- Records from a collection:
# # # # # # #

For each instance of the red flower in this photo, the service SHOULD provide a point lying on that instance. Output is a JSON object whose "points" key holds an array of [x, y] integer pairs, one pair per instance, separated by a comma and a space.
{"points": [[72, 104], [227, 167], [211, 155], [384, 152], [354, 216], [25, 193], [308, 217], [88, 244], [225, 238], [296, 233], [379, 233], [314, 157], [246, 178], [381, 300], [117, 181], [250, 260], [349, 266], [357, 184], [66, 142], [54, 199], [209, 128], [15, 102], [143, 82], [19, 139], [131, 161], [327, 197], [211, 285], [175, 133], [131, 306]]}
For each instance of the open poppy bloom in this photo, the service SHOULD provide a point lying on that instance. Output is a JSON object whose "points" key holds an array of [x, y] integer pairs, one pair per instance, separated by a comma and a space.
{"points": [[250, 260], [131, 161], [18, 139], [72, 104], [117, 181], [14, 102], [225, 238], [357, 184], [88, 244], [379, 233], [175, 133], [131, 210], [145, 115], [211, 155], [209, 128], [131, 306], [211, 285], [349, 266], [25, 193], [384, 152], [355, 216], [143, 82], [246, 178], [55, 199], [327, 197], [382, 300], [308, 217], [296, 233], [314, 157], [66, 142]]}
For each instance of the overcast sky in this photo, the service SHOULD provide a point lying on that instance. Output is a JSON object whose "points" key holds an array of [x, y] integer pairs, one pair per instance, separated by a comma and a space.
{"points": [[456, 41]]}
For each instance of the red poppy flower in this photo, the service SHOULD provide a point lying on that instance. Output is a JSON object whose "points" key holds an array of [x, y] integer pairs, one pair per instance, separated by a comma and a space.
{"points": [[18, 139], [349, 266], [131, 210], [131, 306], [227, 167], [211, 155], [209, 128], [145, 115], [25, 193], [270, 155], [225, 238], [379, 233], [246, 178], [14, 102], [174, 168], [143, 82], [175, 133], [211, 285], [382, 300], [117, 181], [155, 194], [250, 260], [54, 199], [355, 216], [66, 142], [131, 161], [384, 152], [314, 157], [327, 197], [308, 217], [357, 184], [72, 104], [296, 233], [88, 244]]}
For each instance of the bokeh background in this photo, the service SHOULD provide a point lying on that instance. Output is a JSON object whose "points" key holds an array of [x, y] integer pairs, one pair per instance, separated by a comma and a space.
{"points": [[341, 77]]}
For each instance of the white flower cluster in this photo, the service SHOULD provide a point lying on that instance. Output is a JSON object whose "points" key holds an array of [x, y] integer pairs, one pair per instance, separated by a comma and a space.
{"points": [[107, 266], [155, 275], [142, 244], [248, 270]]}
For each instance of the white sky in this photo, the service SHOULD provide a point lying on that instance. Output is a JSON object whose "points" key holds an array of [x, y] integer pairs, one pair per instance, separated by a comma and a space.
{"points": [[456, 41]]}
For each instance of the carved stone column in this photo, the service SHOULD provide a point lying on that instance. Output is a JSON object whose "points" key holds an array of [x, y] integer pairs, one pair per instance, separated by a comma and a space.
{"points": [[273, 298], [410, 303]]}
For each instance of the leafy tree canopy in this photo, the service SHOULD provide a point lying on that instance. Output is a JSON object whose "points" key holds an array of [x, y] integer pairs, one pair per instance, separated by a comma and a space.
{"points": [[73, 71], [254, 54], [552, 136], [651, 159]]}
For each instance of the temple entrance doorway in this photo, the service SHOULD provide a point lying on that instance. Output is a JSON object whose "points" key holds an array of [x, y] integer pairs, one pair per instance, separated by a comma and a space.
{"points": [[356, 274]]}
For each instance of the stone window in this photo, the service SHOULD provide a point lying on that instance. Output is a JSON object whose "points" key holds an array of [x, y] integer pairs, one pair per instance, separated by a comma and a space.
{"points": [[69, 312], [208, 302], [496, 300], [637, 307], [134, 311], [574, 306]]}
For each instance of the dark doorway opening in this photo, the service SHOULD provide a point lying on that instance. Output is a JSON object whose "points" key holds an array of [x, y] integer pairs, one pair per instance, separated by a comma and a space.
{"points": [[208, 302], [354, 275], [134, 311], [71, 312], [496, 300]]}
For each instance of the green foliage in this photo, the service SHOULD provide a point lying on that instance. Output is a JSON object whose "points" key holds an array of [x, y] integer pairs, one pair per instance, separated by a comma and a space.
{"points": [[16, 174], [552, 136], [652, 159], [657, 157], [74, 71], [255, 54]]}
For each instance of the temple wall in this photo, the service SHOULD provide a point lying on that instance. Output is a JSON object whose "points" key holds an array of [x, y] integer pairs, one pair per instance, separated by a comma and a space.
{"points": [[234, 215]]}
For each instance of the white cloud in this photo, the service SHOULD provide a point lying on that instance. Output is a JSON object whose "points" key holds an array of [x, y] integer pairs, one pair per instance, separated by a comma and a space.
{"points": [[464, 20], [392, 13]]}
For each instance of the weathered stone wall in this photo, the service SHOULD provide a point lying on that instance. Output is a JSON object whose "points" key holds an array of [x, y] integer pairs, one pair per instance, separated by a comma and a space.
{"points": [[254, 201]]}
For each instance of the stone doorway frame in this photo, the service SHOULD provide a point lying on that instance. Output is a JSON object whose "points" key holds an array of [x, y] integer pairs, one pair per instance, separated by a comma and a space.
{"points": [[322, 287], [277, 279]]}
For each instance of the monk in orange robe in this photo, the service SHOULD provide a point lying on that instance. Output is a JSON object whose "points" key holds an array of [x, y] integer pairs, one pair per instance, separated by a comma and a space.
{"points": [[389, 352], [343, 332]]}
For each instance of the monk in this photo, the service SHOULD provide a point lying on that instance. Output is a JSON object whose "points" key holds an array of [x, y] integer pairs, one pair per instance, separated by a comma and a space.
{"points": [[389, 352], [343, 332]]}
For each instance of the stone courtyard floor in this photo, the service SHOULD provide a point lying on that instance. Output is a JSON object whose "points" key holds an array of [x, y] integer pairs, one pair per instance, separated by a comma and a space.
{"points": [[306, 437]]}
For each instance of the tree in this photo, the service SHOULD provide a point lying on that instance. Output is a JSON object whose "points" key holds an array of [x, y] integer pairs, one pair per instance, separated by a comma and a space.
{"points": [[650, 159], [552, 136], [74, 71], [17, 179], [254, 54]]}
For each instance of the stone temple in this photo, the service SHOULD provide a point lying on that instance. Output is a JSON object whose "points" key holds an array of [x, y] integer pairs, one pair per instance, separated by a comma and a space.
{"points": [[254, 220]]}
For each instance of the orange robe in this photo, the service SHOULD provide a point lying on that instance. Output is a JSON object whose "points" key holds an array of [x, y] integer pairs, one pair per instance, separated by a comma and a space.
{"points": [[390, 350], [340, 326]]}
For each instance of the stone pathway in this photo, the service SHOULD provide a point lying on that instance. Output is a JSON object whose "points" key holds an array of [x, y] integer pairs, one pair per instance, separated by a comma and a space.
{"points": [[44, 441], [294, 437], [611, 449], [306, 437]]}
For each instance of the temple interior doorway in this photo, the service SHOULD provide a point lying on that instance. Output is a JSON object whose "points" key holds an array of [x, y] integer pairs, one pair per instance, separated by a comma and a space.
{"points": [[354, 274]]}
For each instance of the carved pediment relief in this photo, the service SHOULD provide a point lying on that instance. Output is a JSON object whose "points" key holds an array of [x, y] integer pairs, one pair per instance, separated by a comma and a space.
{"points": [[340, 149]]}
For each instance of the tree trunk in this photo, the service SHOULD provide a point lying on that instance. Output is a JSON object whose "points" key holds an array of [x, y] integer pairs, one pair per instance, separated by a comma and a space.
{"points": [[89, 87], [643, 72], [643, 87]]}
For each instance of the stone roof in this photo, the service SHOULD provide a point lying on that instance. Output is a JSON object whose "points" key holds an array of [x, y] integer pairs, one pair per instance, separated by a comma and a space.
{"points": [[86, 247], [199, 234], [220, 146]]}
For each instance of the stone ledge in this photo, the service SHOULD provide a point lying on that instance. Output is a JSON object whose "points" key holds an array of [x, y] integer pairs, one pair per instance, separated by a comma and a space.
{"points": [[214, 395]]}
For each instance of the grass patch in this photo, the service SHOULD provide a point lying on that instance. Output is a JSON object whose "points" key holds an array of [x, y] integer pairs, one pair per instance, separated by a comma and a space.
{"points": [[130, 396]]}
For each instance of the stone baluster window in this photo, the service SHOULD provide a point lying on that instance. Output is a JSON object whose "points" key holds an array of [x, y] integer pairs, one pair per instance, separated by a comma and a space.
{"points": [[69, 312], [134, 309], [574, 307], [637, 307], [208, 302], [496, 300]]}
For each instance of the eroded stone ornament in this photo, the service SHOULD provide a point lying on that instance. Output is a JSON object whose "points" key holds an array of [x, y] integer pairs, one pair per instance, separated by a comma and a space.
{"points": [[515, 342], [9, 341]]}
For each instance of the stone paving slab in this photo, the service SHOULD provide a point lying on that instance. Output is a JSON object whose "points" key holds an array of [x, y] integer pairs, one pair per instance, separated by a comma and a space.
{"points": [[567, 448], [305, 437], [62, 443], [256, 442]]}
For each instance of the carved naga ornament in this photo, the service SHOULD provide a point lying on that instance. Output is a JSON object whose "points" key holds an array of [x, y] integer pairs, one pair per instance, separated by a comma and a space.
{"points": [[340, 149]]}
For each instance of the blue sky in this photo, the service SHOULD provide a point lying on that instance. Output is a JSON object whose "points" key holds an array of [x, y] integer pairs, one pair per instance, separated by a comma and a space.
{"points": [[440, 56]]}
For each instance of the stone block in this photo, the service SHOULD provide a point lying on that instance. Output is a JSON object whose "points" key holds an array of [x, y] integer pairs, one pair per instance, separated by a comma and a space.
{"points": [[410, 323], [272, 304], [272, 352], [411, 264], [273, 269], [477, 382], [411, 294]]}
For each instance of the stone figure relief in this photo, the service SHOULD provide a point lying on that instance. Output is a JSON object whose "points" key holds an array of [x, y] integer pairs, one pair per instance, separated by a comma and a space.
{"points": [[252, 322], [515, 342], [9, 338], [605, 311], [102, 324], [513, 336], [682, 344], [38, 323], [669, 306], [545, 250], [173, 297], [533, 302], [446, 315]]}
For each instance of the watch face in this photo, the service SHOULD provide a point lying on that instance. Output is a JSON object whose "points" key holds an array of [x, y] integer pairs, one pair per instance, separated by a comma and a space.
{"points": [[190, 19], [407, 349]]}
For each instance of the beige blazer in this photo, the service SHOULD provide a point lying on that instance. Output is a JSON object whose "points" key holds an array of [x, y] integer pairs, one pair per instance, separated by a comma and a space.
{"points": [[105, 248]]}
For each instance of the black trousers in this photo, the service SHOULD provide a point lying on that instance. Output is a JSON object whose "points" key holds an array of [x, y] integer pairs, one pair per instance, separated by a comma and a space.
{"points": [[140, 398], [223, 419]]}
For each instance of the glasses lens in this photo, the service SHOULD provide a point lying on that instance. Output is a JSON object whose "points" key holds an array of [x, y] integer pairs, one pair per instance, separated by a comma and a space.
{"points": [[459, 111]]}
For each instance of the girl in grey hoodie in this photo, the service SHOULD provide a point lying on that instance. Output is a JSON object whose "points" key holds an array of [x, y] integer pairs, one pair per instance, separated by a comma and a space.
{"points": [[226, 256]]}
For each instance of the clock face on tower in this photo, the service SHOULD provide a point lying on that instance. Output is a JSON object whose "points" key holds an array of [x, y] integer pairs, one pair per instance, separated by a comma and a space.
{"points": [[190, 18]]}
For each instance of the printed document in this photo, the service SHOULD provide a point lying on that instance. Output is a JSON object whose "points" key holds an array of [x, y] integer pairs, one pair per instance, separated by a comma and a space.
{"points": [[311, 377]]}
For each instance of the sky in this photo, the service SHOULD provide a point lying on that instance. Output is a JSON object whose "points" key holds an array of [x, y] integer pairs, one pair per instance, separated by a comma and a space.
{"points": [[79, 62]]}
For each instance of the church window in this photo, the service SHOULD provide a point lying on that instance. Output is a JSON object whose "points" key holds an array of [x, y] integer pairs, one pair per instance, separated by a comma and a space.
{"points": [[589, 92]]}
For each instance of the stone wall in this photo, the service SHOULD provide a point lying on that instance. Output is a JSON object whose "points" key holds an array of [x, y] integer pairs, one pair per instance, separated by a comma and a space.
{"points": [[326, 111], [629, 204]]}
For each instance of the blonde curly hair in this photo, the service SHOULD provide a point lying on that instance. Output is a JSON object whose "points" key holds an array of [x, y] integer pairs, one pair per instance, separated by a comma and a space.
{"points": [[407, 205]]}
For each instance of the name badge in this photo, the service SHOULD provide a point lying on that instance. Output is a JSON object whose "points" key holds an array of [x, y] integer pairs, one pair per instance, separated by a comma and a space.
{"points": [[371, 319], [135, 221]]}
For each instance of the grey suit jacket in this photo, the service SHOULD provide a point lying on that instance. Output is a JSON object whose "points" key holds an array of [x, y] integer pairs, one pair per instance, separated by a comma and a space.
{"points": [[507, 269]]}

# # # # # # #

- WHAT IS REQUIRED: The response should contain only a verbatim copy of the lines from the line with "For each instance of the stone wall" to the final line of the records.

- TASK SOLUTION:
For each instance of the stone wall in this photo, the service SHOULD provide a point lying on that instance. Output is a JSON object whose "points" key holds an array of [x, y] integer pairs, one pair per instance, separated by a comma and a space.
{"points": [[326, 111], [629, 204]]}
For each instance of the blonde curly hair in this photo, the service SHOULD provide a point lying on that instance. Output is a JSON object whose "points" key holds an array of [x, y] integer pairs, one pair per instance, separated by a comma and a space.
{"points": [[407, 205]]}
For each instance of the name badge in this photo, the service SHOULD provide a point lying on that instance. Output is a JSON object whose "points" key holds an array of [x, y] integer pairs, one pair per instance, separated by a comma and a space.
{"points": [[371, 319], [135, 221]]}
For each instance of the grey suit jacket in this photo, the service SHOULD provide a point lying on that instance. Output is a JSON object whose "points" key holds an array of [x, y] integer pairs, one pair per instance, separated by a comma and a space.
{"points": [[507, 269]]}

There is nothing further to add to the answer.